Dataset entries:
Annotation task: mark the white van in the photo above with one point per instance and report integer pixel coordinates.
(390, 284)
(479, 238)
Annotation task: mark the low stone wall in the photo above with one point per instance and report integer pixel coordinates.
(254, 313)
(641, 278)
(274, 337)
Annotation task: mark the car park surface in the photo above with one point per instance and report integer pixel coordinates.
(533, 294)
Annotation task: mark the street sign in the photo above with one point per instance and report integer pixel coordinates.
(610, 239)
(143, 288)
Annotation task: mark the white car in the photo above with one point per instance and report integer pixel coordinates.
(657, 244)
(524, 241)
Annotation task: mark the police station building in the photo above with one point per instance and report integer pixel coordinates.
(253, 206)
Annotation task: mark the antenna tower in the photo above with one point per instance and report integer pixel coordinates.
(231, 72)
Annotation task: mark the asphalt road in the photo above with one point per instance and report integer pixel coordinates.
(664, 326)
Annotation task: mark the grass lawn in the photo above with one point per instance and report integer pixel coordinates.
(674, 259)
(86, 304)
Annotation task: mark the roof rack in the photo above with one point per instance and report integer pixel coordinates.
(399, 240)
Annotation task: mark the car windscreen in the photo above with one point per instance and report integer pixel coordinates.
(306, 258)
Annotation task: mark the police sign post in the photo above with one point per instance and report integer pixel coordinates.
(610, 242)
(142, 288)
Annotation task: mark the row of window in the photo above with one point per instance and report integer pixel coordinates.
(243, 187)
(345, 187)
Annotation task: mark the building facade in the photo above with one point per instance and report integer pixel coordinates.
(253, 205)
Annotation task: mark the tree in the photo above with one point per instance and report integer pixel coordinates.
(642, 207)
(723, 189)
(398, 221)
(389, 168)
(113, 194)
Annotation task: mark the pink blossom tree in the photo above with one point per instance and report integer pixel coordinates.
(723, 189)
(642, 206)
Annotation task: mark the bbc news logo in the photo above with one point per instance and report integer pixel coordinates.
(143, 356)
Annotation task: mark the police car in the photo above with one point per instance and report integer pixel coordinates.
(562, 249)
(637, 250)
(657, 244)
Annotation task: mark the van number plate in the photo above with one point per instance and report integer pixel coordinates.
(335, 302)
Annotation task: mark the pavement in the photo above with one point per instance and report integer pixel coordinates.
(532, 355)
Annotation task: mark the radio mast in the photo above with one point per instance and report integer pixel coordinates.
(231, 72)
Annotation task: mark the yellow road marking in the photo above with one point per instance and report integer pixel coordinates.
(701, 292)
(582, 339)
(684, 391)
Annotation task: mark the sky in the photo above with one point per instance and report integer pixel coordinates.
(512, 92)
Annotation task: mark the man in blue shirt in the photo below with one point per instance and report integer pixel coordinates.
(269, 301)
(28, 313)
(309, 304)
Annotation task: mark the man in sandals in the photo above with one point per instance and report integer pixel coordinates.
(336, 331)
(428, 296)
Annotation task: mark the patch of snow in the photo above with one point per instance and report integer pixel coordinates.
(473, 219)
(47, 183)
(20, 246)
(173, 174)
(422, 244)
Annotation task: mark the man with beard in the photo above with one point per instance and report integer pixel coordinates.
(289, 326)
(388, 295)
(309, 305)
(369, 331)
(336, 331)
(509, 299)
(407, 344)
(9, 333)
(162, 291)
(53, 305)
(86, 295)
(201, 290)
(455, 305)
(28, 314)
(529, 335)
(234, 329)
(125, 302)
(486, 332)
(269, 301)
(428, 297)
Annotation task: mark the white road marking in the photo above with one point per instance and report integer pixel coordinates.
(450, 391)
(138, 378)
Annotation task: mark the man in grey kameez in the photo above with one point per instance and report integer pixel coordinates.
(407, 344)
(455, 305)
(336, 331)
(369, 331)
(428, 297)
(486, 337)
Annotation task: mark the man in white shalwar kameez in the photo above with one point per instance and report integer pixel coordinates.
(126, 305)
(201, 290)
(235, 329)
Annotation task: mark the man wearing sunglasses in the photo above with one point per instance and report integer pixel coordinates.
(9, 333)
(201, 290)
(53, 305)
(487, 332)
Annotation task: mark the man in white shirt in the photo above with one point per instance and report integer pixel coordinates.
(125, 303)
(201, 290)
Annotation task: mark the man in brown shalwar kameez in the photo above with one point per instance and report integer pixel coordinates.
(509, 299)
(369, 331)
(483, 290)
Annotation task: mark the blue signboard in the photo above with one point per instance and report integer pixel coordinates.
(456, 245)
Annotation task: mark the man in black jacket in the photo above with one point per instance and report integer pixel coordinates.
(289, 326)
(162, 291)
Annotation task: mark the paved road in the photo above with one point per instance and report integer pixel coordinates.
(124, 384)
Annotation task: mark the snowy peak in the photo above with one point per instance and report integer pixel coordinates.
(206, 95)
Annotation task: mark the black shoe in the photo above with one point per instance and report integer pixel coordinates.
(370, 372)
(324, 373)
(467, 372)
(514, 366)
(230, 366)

== Action item ==
In the records above, retype exactly the lines from the one with "Annotation task: mark the snowy" through the last one.

== Answer to the problem ==
Annotation task: mark the snowy peak in the photo above with one point per instance and report integer pixel coordinates.
(206, 95)
Annotation task: mark the black shoe in the photo above with one point per instance and report integer pixel coordinates.
(370, 372)
(324, 373)
(467, 372)
(514, 366)
(230, 366)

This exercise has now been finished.